**PASSAGE TO READ**
----
Egg Nutrition

Egg Nutrition Facts

Eggs are one of nature's most nutrient-dense foods. One large Grade-A egg contains 6g of protein and only 70 calories. Canada's Food Guide considers 2 eggs to be one serving from the Meat and Alternatives food group.


Eggs are one of the few foods considered to be a complete protein, because they contain all 9 essential amino acids. Amino acids are considered 'building blocks for the body' because they help form protein.

In addition to giving you energy, your body uses the protein found in eggs to:
• build and repair body tissues and cells
• build and maintain healthy muscles
• grow strong hair and nails
• help fight infections
• help keep your body fluids in balance

To maintain a healthy, balanced diet, Canada's Food Guide recommends eating 1-3 servings of Meat and Alternatives every day, depending on age and gender. This includes a variety of protein sources, such as meat, poultry, fish, beans and eggs.
----
**ENTRIES SHOWN**
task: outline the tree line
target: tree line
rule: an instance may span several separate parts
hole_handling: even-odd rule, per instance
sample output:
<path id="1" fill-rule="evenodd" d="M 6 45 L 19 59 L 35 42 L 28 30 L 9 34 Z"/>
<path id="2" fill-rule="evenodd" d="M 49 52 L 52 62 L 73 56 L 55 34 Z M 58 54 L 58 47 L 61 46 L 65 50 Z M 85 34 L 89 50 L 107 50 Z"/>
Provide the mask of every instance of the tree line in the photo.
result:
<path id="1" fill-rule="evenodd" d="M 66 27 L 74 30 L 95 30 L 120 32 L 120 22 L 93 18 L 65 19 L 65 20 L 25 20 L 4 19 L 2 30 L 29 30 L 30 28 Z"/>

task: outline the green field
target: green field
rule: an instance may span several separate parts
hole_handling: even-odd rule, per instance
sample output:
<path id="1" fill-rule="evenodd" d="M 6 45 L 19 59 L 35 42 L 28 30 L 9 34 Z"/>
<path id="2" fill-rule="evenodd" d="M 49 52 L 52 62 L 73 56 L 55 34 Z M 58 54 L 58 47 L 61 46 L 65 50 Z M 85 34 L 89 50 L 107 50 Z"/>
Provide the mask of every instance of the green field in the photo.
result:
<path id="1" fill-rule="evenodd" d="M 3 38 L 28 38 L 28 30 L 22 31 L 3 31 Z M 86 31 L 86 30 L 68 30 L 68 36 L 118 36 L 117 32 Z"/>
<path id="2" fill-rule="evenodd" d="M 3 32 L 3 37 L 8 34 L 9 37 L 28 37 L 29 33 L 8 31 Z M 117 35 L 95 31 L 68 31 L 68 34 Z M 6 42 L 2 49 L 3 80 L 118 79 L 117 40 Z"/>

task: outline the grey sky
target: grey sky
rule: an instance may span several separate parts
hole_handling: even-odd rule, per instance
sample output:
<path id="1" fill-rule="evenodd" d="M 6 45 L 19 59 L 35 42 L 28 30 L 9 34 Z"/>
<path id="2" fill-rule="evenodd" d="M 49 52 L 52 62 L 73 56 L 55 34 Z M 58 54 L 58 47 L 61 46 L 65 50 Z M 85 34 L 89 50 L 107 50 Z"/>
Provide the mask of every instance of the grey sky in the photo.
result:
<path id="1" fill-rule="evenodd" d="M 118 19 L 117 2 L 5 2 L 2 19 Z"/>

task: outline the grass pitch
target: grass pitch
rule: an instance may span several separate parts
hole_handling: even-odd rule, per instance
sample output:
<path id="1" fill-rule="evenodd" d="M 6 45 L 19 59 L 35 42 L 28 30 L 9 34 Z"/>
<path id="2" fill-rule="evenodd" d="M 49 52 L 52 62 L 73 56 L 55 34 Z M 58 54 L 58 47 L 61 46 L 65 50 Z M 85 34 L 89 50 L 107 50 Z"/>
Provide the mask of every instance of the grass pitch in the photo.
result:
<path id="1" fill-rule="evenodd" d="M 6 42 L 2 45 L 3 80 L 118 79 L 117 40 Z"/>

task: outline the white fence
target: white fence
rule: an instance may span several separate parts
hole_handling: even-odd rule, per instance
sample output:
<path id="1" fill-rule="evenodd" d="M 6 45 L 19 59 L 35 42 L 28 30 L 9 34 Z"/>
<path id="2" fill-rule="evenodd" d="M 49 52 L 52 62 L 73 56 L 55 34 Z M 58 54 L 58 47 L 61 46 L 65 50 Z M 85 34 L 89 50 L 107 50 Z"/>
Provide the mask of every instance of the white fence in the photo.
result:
----
**TASK LIST**
1. In the egg nutrition text, swap "calories" for "kilocalories" and give the passage again, beginning at the words "Egg Nutrition Facts" and stopping after "help form protein.".
2. Carry on the egg nutrition text from its final sentence.
The records can be left aside.

**ANSWERS TO EACH TASK**
1.
Egg Nutrition Facts

Eggs are one of nature's most nutrient-dense foods. One large Grade-A egg contains 6g of protein and only 70 kilocalories. Canada's Food Guide considers 2 eggs to be one serving from the Meat and Alternatives food group.


Eggs are one of the few foods considered to be a complete protein, because they contain all 9 essential amino acids. Amino acids are considered 'building blocks for the body' because they help form protein.

2.
Eggs are not only an excellent source of high quality protein, but they also contain many vitamins and minerals:

Nutrient Benefit
Protein Essential for building and repairing muscles, organs, skin, hair and other body tissues, needed to produce hormones, enzymes and antibodies, the protein in eggs is easily absorbed by the body

Carries oxygen to the cells; helps prevent anemia - the iron in eggs is easily absorbed by the body

Vitamin A Helps maintain healthy skin and eye tissue, assists in night vision
Vitamin D Strengthens bones and teeth, may help protect against certain cancers and auto- immune diseases
Vitamin E An antioxidant that plays a role in maintaining good health and preventing disease
Vitamin B12 Helps protect against heart disease
Folate Helps produce and maintain new cells, helps prevent a type of anemia, helps protect against serious birth defects if taken prior to pregnancy and during the first three months of pregnancy
Selenium Works with Vitamin E to act as an antioxidant to help prevent the breakdown of body tissues
Lutein & Zeaxanthin Maintains good vision, may reduce the risk of age-related eye disease, such as cataracts and macular degeneration
Choline Choline Plays a strong role in brain development and function


An egg a day is ok!
If you've been avoiding eggs because of concerns linking them to dietary cholesterol and coronary heart disease, it's time to reconsider. The latest research shows that healthy adults can enjoy an egg every day without increasing their risk of heart disease.
According to the American Heart Association, the lutein found in egg yolks also protects against the progress of early heart disease.